- _Information given_:

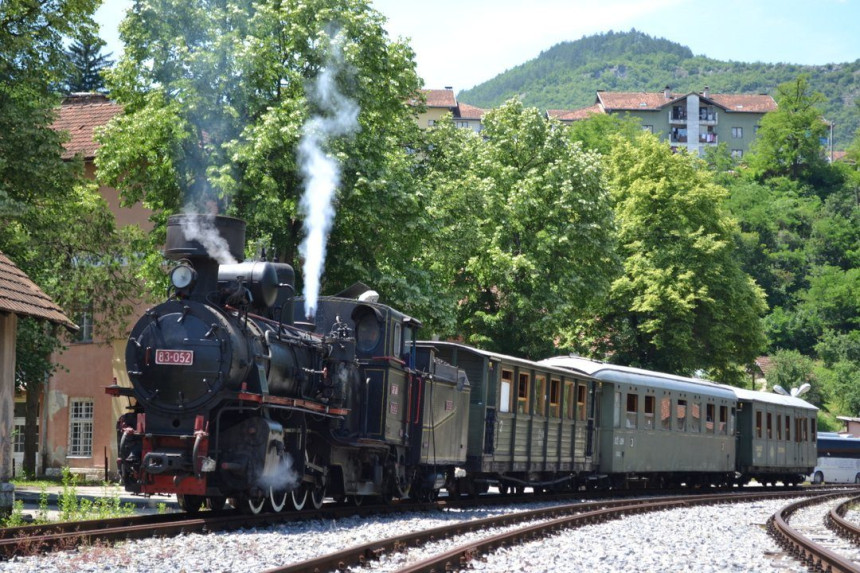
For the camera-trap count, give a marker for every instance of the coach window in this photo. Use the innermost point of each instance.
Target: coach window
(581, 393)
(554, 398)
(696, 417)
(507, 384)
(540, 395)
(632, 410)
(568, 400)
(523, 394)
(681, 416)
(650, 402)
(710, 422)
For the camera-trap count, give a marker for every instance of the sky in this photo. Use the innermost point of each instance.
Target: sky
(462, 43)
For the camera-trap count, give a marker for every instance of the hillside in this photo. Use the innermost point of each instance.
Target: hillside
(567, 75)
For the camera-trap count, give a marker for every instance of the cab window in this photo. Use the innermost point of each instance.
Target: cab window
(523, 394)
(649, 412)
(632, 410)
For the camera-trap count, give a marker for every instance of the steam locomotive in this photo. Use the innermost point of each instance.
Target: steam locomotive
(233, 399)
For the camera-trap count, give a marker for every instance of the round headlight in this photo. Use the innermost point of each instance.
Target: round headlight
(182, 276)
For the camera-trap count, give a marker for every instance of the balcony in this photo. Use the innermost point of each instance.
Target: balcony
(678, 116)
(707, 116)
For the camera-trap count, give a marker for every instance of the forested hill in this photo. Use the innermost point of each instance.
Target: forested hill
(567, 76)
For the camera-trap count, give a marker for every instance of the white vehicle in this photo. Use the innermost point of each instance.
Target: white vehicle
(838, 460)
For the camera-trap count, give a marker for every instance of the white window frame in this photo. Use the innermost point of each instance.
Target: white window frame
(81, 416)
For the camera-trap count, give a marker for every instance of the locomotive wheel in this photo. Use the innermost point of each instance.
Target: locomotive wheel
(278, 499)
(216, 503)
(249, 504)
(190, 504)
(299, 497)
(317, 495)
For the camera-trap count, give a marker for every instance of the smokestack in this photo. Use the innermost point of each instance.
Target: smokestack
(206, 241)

--

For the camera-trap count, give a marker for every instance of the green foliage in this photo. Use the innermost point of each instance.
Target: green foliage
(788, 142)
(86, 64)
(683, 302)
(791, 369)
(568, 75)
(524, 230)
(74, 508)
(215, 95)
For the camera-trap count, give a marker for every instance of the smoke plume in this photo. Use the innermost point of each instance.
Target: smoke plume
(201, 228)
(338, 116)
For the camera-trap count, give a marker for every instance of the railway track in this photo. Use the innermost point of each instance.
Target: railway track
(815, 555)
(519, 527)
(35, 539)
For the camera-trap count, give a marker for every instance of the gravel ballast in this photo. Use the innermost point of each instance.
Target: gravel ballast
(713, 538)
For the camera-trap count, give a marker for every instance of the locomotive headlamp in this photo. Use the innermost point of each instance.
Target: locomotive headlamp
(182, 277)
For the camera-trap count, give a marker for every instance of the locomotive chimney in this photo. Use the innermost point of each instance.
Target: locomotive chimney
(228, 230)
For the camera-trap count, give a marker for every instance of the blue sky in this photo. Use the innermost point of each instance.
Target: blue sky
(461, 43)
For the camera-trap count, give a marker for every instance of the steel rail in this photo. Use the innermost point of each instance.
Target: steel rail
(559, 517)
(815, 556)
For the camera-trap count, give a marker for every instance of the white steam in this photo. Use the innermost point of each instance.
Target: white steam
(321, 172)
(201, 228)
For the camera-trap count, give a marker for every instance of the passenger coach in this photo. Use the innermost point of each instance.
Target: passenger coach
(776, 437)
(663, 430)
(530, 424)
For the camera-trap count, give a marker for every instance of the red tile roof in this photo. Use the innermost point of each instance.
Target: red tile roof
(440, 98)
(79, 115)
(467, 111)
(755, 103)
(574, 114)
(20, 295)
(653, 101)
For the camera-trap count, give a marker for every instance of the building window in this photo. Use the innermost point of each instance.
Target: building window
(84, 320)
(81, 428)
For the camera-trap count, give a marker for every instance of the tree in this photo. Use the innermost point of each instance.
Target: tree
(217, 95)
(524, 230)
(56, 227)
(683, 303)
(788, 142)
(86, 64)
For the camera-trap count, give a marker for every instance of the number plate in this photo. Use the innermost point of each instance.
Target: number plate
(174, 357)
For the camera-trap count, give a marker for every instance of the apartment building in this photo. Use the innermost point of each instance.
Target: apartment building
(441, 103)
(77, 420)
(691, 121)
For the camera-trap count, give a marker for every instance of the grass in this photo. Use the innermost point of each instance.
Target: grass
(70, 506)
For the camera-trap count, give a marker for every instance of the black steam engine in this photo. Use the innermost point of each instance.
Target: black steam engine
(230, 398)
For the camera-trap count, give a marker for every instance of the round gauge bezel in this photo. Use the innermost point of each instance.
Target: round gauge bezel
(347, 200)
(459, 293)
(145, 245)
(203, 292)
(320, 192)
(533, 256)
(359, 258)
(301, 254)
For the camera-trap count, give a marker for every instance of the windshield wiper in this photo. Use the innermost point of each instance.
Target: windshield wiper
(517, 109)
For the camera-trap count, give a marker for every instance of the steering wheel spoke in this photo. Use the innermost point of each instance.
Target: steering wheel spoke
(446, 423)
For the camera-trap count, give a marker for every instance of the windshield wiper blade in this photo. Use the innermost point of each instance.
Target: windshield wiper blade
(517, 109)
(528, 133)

--

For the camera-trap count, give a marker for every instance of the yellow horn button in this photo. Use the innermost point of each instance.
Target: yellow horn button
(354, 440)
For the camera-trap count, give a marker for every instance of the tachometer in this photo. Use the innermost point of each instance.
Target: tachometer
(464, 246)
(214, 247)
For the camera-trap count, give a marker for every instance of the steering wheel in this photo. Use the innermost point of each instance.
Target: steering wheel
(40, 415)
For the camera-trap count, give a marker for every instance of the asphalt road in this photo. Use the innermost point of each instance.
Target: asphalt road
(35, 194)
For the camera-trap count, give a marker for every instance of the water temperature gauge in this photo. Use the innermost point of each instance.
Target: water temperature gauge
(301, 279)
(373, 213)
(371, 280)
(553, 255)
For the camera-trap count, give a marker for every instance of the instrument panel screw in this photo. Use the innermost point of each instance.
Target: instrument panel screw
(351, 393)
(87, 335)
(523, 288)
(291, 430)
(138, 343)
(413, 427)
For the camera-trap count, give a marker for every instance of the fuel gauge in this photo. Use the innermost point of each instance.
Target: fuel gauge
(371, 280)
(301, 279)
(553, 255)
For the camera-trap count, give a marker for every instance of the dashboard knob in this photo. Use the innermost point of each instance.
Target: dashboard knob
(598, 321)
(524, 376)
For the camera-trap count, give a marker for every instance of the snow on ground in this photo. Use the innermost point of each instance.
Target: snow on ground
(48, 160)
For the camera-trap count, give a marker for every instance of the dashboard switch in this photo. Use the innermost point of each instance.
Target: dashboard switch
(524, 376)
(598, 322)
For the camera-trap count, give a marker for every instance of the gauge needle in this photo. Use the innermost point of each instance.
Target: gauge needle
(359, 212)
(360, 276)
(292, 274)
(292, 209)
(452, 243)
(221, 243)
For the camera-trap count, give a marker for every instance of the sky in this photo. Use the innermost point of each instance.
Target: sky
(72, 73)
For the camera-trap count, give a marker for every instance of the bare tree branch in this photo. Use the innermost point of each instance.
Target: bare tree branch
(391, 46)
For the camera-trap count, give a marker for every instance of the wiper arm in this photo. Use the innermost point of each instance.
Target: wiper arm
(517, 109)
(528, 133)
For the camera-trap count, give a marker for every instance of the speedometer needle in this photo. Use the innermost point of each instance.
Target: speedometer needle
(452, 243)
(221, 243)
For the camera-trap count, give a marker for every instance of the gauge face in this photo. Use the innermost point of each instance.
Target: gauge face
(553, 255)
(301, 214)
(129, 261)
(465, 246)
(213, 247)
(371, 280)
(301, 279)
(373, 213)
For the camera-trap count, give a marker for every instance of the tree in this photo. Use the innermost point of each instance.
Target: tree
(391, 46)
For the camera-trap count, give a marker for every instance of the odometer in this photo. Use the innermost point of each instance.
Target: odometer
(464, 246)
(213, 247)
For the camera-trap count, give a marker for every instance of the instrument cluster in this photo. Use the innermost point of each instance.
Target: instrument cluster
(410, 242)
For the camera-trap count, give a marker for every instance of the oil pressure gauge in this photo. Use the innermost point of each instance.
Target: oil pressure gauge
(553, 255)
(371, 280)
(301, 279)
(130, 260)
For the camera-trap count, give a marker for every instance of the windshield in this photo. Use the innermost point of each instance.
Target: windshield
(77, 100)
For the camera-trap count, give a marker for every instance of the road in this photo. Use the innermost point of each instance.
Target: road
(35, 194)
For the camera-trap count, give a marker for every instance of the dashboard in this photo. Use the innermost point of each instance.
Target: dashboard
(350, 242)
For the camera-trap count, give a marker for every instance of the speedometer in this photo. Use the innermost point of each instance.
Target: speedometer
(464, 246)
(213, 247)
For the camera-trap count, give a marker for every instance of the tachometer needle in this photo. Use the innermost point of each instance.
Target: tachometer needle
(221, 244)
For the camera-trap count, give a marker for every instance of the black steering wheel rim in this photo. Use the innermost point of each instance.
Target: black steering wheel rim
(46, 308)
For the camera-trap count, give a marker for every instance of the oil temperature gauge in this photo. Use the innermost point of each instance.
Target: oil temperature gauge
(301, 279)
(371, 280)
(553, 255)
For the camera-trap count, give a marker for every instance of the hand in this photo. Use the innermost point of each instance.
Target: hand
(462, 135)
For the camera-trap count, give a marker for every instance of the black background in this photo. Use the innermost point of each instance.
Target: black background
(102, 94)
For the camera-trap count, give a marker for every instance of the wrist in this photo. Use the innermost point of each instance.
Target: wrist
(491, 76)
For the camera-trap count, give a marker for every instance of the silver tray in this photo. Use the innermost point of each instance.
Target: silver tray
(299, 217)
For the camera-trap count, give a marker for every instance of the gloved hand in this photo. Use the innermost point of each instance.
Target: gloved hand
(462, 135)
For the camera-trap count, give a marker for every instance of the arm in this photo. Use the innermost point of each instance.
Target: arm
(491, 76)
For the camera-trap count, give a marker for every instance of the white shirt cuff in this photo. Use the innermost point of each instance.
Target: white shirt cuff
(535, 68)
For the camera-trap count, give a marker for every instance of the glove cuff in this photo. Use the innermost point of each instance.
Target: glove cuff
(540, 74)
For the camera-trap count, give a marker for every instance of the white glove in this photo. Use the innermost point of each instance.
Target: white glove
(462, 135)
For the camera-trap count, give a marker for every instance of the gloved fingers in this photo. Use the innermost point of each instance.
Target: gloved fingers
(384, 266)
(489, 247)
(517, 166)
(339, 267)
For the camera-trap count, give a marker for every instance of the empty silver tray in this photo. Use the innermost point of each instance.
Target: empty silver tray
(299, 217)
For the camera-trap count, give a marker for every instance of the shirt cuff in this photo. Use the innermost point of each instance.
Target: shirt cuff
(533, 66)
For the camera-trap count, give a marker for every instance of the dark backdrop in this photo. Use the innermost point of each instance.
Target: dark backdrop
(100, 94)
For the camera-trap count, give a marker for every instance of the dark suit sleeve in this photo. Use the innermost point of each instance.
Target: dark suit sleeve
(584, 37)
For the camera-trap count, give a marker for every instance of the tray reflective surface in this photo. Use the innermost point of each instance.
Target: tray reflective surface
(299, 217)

- _Requirement_:
Count the lines in the items above that contain the string "speedometer", treating uppercase and lowercase as different, and reply with only the number.

- _Finished answer_:
4